[begin PROVIDED TEXT]
So, what do you do if you’re someone who likes things nice and tidy, but you are married to a messy spouse? This is a dilemma that many married couples encounter after they marry. And who would guess it would be such an important issue before marriage? We didn’t. Most couples don’t think much about it before the wedding. But they sure do afterward!
In our marriage I’m more of the tidy one and Steve can get messy sometimes. With Steve, it’s more about little things left here and there. I call them “Steve’s droppings.” I can often tell which room he has been in recently. He leaves little things here and there. And for me, this is irritating. But I have to say that he is much better about this today than he was in the past. I know he usually makes a concerted effort to clean up after himself. But then there are times…
The Tidy VS Messy Spouse
Many of you contend with much more of the tidy VS messy spouse behavior than we do. And it’s truly irritating. That’s why we’re writing about this subject in this Marriage Insight. We want to give a few insights that you may not have thought of before. First, there is the common suggestion that is given, which is, if it’s a problem, hire a maid or a cleaning person. But that isn’t plausible if your budget won’t allow it. But another reason is one that Sheila Wray Gregory brings up on this issue:
“I think the reason that a maid can’t always solve the problem is that when we’re having conflict over housework, there’s actually something bigger going on. And it’s this: Most conflicts in marriage aren’t about the issue itself. They’re about the question: do you really love me? Do you value my opinion? Do you care?” (From the lovehonorandvacuum.com article, When Mr. Clean Marries Mrs. Messy)
We often dial most ongoing problems down to that issue, of whether or spouse really cares about us or not. That’s something I’ve thought about and have said to Steve before. “If you really cared about me, you’d do something about this.” But truly, it isn’t that he doesn’t care about me, he just doesn’t think it’s as big of a deal as I do. On his relationship radar screen, he thinks it’s a minor issue. It’s also a lifestyle tendency.
The Messy Spouse and Tidy One
Counselor and blogger, Eunia Lee writes (and we agree):
“Neatness and messiness are not generally issues of right and wrong. They are matters of personal styles and tendencies. Therefore, each couple’s home must represent well both partners’ styles. The process of bending and adjusting in order to allow for a style that is different from your own presents an opportunity for growth.” (From the article, He’s Messy. She’s Tidy. Let’s Call The Whole Thing Love)
And it does take growth to go the extra mile for your spouse. That’s especially true when it’s not a big deal to you, but it is to your spouse, so you do it anyway. Also, sometimes it doesn’t even register with you that there is a problem. I’ve seen that Steve doesn’t even seem to notice it when he leaves something behind that he had taken out and used. I’ll point it out and most often he’s actually surprised. He cleans up most of the mess, and in his eyes it looks pretty good. But it isn’t done as far as I’m concerned.
[end PROVIDED TEXT]
» **JOB 1**
Write out the part of the article on tidy and messy spouses from "The Messy Spouse" up to and including "Whole Thing Love)".
» **JOB 2**
In the article on tidy and messy spouses, what does the writer call the little things Steve leaves here and there?
[begin RECORDED DATA]
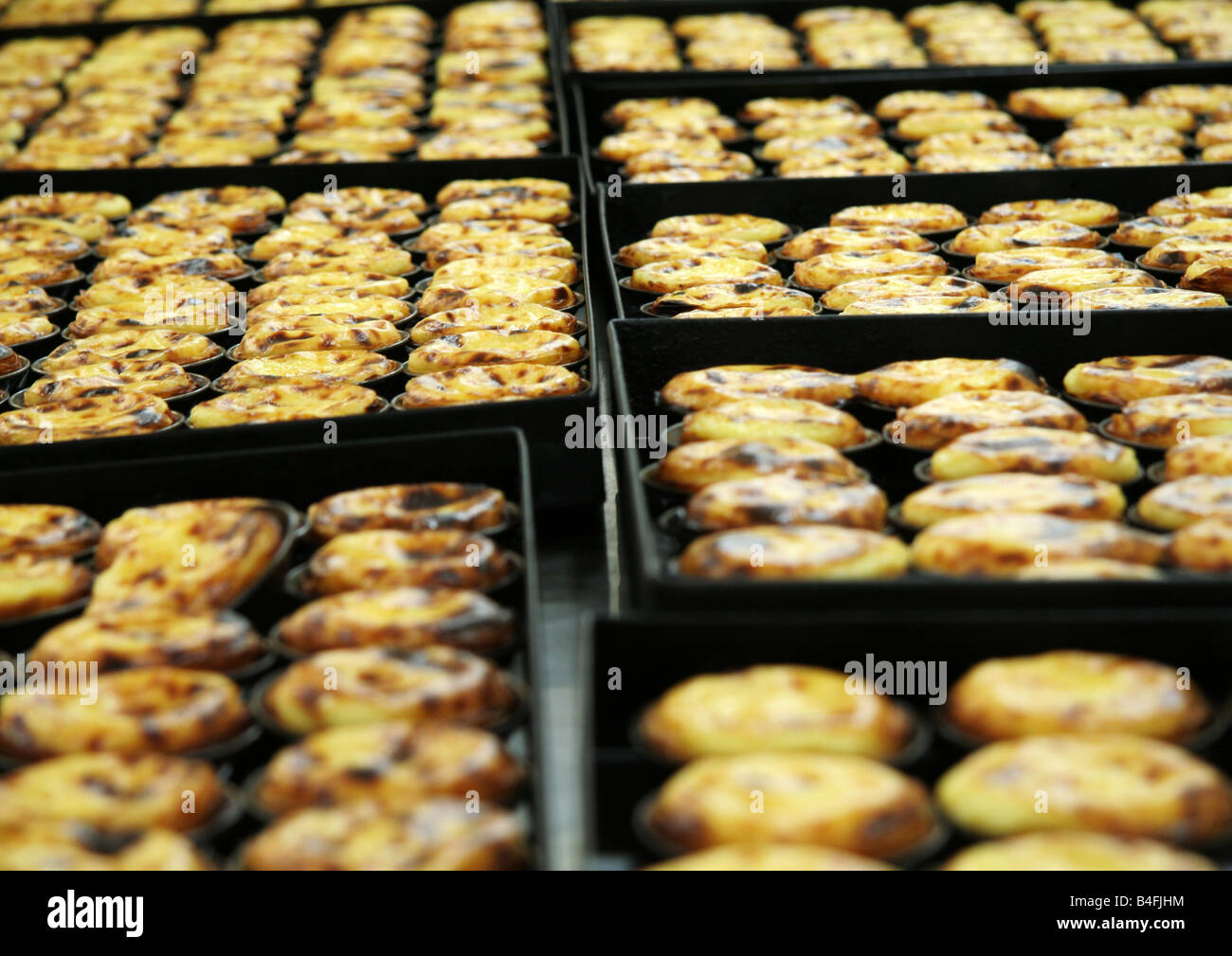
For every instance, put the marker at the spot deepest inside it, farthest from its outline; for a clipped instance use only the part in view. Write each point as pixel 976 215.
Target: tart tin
pixel 185 399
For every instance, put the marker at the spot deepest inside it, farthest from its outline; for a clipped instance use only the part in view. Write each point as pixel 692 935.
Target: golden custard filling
pixel 381 682
pixel 394 558
pixel 149 710
pixel 45 530
pixel 762 418
pixel 183 348
pixel 307 369
pixel 493 347
pixel 153 636
pixel 110 414
pixel 780 499
pixel 829 800
pixel 430 505
pixel 284 402
pixel 390 763
pixel 772 709
pixel 1075 692
pixel 911 382
pixel 1067 496
pixel 401 618
pixel 35 583
pixel 512 382
pixel 1117 784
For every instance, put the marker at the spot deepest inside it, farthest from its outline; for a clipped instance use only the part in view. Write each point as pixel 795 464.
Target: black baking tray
pixel 652 652
pixel 808 204
pixel 327 16
pixel 647 352
pixel 567 476
pixel 784 12
pixel 591 97
pixel 303 473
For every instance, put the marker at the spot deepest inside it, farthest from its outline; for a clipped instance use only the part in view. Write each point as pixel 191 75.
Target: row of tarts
pixel 245 91
pixel 393 709
pixel 333 308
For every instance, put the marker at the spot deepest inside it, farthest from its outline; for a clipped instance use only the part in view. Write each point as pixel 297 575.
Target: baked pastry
pixel 911 382
pixel 148 710
pixel 153 377
pixel 112 792
pixel 1216 202
pixel 1076 850
pixel 35 583
pixel 422 558
pixel 307 369
pixel 1147 298
pixel 706 387
pixel 998 544
pixel 1186 500
pixel 371 684
pixel 924 306
pixel 402 618
pixel 183 348
pixel 1212 274
pixel 153 636
pixel 1092 213
pixel 1060 102
pixel 195 561
pixel 904 102
pixel 1115 784
pixel 817 799
pixel 1120 380
pixel 919 217
pixel 689 246
pixel 45 530
pixel 764 418
pixel 763 299
pixel 772 709
pixel 1166 421
pixel 1203 546
pixel 436 834
pixel 728 225
pixel 1066 496
pixel 110 414
pixel 1013 263
pixel 695 464
pixel 426 507
pixel 1181 251
pixel 936 422
pixel 1199 456
pixel 528 316
pixel 512 382
pixel 795 552
pixel 947 290
pixel 284 403
pixel 777 857
pixel 849 238
pixel 494 347
pixel 833 269
pixel 72 846
pixel 1039 451
pixel 394 766
pixel 780 499
pixel 1008 235
pixel 1073 692
pixel 1062 283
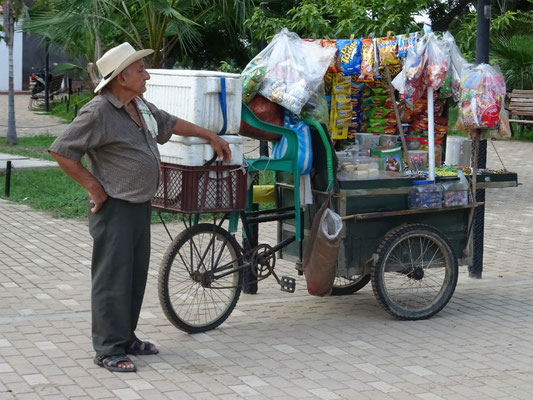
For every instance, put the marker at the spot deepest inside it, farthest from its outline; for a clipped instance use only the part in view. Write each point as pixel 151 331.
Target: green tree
pixel 340 18
pixel 515 58
pixel 185 28
pixel 12 10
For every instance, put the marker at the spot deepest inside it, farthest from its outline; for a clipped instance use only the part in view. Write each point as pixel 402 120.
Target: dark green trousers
pixel 121 254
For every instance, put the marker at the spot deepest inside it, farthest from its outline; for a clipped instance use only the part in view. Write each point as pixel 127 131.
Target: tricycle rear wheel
pixel 416 272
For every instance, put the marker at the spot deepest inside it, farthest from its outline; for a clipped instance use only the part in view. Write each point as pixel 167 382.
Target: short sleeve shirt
[end RECORDED DATA]
» **FULL SOLUTION 1**
The Messy Spouse and Tidy One
Counselor and blogger, Eunia Lee writes (and we agree):
“Neatness and messiness are not generally issues of right and wrong. They are matters of personal styles and tendencies. Therefore, each couple’s home must represent well both partners’ styles. The process of bending and adjusting in order to allow for a style that is different from your own presents an opportunity for growth.” (From the article, He’s Messy. She’s Tidy. Let’s Call The Whole Thing Love)

» **FULL SOLUTION 2**
“Steve’s droppings.”